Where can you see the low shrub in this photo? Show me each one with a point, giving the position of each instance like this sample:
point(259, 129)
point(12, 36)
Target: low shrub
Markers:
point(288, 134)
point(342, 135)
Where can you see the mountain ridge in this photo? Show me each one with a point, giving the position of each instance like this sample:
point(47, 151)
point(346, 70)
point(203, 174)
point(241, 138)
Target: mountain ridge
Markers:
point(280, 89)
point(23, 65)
———
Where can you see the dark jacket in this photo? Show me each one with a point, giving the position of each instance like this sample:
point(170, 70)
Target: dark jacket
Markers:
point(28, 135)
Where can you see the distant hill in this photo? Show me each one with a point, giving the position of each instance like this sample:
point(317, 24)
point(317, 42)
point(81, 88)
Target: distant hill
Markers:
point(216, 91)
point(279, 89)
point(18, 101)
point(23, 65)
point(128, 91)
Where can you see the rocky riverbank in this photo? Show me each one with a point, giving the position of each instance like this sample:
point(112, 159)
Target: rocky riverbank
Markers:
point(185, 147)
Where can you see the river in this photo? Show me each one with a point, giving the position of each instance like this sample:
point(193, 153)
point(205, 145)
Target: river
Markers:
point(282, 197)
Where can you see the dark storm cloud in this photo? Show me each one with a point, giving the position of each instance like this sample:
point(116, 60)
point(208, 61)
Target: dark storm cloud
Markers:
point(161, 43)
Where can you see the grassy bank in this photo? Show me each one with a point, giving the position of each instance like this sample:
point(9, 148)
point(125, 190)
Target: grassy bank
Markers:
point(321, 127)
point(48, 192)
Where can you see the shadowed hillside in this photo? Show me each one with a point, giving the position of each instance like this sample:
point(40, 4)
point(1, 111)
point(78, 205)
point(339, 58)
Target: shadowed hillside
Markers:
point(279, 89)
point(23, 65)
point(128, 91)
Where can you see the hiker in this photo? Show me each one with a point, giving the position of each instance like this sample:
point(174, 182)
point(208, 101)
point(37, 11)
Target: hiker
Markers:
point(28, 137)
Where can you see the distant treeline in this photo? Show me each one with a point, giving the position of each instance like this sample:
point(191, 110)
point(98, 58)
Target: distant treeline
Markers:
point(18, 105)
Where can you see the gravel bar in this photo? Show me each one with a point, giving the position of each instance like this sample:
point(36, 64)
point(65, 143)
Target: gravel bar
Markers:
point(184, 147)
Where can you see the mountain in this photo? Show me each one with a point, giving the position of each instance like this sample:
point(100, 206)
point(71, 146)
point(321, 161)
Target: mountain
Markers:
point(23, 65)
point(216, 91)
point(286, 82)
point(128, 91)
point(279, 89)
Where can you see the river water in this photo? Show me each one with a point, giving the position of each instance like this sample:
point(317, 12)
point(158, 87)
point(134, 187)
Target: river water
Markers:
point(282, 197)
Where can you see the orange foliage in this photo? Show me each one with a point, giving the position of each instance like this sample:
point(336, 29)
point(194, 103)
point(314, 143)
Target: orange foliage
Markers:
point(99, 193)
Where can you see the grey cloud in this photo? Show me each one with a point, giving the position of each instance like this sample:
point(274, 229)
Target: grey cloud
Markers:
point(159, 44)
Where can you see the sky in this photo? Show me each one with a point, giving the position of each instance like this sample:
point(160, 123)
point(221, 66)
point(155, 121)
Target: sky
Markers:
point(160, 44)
———
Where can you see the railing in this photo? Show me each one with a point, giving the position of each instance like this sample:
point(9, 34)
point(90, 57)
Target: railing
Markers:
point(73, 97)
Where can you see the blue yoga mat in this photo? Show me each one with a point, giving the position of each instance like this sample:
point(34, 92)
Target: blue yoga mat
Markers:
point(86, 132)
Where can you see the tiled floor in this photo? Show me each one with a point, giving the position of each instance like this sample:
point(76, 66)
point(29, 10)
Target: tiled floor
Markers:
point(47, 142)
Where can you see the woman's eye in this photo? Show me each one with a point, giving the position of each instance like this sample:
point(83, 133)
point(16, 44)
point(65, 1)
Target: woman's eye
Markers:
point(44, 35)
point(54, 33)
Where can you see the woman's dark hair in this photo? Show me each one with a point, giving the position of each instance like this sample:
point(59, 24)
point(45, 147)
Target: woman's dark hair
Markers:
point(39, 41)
———
DESCRIPTION OF THE TASK: Rewrite the data from the line with "Where can you see the distant treeline" to the line with "point(18, 105)". Replace "distant treeline" with "far-off tree line" and change nothing else.

SOLUTION FOR THIS TASK:
Where can you see the far-off tree line in this photo? Show me each one with a point, giving the position of each instance like this sample:
point(191, 110)
point(98, 58)
Target: far-off tree line
Markers:
point(18, 105)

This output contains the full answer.